**TASK 1**
According to the Captain Marvel review, in what year did Fawcett stop publishing Captain Marvel?
**TASK 2**
Carry the Captain Marvel review forward from its final sentence.

+++ SELECTED EXTRACT

Runtime 124 minutes PG-13
How many ages hence/Shall this our lofty scene be acted over/ In states unborn and accents yet unknown? —Cassius, Julius Caesar, Act 3 Scene 1
Yon Cassius certainly wasn’t thinking of the prosaic filmmakers of the 21st century who keep making the same movie over and over but if he were, he would have been incredibly prescient.
When people of my generation think of Captain Marvel, they think of disabled newsboy Billy Batson who, when he expected danger, would utter the word “Shazam” (an acronym of Solomon, Hercules, Atlas, Zeus, Achilles and Mercury), and a lightning bolt would strike and transform him into superhero Captain Marvel. Created in 1939 by Fawcett and first published in 1940 as an answer to “Superman,” Captain Marvel actually outsold Superman in the ‘40s.
But due to a copyright infringement lawsuit from DC Comics, Fawcett ceased publication of Captain Marvel in 1953. But in 1972 DC licensed the character from Fawcett and it has been in and out of publication with various iterations. Carol Danvers became Ms. Marvel sometime in the last century and she became a Captain in 2012.

++++++
+++ RECORD EXCERPTS

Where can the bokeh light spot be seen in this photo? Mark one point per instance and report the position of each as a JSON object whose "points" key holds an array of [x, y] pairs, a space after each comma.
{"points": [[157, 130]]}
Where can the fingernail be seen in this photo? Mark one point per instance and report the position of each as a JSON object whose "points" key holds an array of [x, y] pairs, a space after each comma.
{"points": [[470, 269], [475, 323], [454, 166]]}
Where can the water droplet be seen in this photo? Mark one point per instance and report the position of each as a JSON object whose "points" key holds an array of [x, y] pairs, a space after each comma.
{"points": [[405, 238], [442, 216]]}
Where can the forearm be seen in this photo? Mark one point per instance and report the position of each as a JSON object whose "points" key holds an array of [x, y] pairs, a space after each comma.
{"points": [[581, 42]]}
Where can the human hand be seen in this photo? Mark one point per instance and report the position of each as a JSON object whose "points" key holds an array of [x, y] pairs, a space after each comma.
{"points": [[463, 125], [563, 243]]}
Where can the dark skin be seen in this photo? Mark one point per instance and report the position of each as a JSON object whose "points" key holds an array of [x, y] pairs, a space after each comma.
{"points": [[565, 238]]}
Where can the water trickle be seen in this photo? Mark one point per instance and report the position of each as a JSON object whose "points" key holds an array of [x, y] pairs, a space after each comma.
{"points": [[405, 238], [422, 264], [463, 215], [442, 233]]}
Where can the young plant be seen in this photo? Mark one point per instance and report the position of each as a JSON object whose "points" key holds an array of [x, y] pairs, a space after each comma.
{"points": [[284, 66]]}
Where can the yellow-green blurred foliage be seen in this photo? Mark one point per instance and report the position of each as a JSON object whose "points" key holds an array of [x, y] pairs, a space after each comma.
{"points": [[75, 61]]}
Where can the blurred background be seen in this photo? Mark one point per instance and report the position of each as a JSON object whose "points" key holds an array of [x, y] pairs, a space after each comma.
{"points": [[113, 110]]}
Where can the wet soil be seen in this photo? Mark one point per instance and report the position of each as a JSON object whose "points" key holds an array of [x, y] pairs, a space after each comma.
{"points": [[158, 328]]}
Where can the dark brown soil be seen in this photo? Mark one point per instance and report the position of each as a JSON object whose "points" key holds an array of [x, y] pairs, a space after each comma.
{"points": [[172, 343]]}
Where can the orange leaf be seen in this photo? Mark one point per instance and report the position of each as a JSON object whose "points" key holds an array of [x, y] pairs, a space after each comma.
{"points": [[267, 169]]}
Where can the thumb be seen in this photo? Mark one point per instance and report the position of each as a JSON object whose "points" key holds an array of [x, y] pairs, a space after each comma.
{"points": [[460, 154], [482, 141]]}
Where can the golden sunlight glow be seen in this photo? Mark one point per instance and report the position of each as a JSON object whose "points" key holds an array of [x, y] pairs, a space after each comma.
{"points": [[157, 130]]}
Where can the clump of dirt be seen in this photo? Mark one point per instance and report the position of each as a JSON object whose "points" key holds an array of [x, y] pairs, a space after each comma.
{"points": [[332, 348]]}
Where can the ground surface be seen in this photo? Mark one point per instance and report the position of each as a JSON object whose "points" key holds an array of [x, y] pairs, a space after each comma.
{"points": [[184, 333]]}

++++++

**RIGHT ANSWER 1**
1953

**RIGHT ANSWER 2**
Now Marvel, a division of Disney, has made this film and it bears no resemblance to the Captain Marvel of Billy Batson, and more’s the pity. Directed by the man/woman team of Anna Boden and Ryan Fleck, who also wrote the script with Geneva Robertson-Dvoret, Captain Marvel/Carol Danvers is a beautiful woman (Brie Larson). Here we find her in some other part of the Galaxy with some kind of amnesia and controlled by a man, Yon-Rogg (Jude Law). Consistent with other superhero fantasies today she comes (back) to earth and fights with other creatures from the Galaxy here on earth (sound familiar?), linking up with earthling Nick Fury (Samuel L. Jackson who looks like he had stem cell treatments to make him look 30 years younger than the septuagenarian he really is; well, it is set in 1995, but, really?).
This thing is hardly distinguishable from the other superhero films, except that the superhero is a woman and I guess that makes all the difference. It’s full of CGI and idiotic fights and funny looking aliens fighting other funny looking aliens. Because we all know that Captain Marvel won’t lose any of them, there’s absolutely no tension, and there never is in any of these films. It’s just two hours of the exact same stuff we see in every superhero film extant, except that in this one it’s a beautiful woman who is beating the bejesus out of a phalanx of creatures.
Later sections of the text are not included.